Segment Start: Source passage

Luke simply isn’t telling us that Jesus was born in a stable. In fact, the Greek word we get as ‘inn’ – ‘kataluma’ – is actually a more general word meaning ‘place to stay’ or ‘guest room,’ often a space built on the roof of a family home. So the more likely interpretation is that Joseph and Mary were actually staying with Joseph’s relatives in Bethlehem, perhaps his cousins, or maybe even his immediate family.
And that there wasn’t enough room in the cramped guest quarters to accommodate the delivery of a baby. So, Mary had to give birth elsewhere. Most likely in the main room of the house, on the lower floor, where there were mangers – which are depressions in the floor where hay would be put out for the animals when they were brought in at night.
So there was no room for Jesus in the upper guest room and he is instead born in the downstairs main room. This means that Jesus isn’t born in a stable away from everything, he is born right in the middle of a bustling home. From Jesus’ birth he is bursting into the centre of our lives, right in the thick of it and demanding our attention!
And then, as soon as Jesus is born – he is wrapped in bands of cloth and placed in a manger, a food trough. For all Christians who partake of Communion – believing we are receiving the body of Christ to eat – this little detail should make the hairs on the back of your neck stand up. Mary lays the baby Jesus in a food trough. This little instinctive act by Mary is almost spooky: she lays on a plate, as it were, the Word made flesh, who by the action of God would feed the whole world.

Segment End: Source passage

Required action 1:
Copy the passage about Jesus's birth word for word, starting with "So there was" and going on through "the whole world.".
Required action 2:
Carry on the passage about Jesus's birth, picking up after its final sentence.
The data has no connection to the passage about Jesus's birth.

Segment Start: Data under study

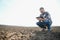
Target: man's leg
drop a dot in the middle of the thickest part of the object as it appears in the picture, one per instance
(48, 24)
(40, 24)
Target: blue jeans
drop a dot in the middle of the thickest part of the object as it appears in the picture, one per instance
(44, 23)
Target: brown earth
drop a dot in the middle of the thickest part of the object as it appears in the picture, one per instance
(28, 33)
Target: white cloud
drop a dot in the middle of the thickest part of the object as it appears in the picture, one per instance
(23, 12)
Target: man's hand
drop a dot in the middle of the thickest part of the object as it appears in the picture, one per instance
(41, 19)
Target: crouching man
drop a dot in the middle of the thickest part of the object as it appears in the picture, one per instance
(44, 20)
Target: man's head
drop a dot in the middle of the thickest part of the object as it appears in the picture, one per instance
(42, 10)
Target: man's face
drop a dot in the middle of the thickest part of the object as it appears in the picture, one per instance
(42, 10)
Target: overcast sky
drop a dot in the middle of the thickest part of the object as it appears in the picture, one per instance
(23, 12)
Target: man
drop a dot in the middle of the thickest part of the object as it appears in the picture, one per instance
(44, 20)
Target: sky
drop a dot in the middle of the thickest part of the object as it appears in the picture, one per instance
(24, 12)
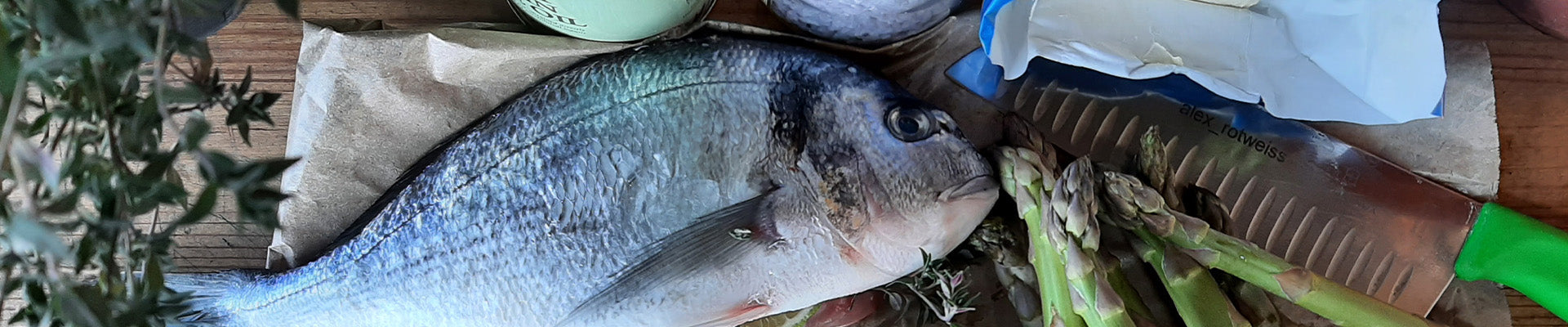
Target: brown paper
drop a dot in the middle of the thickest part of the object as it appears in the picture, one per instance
(369, 101)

Segment End: Data under study

Result 1:
So there was no room for Jesus in the upper guest room and he is instead born in the downstairs main room. This means that Jesus isn’t born in a stable away from everything, he is born right in the middle of a bustling home. From Jesus’ birth he is bursting into the centre of our lives, right in the thick of it and demanding our attention!
And then, as soon as Jesus is born – he is wrapped in bands of cloth and placed in a manger, a food trough. For all Christians who partake of Communion – believing we are receiving the body of Christ to eat – this little detail should make the hairs on the back of your neck stand up. Mary lays the baby Jesus in a food trough. This little instinctive act by Mary is almost spooky: she lays on a plate, as it were, the Word made flesh, who by the action of God would feed the whole world.

Result 2:
So bringing those details together, of Jesus’ birth in a home and his being laid in a food trough, it becomes clearer how the Christmas story is at the heart of our understanding of God’s becoming man and dwelling among us. By sending his Son to be born on earth in the midst of us, God is proclaiming the Good News of his love to every single member of the human race.
God chose to enter this world in the birth of a child. Through the self-giving of a mother crying in agony to bring a child to birth, and the child who would live and then die, crying in agony to save the world. And all this pain, wrapped, enveloped in Love.
Christmas crams the universal and the particular, the worldly and the divine, into one fragile human frame. God became what we are, to make us like him – to bring us to His life. That God made himself a child should astonish us – one tiny baby with the weight of the world on his shoulders.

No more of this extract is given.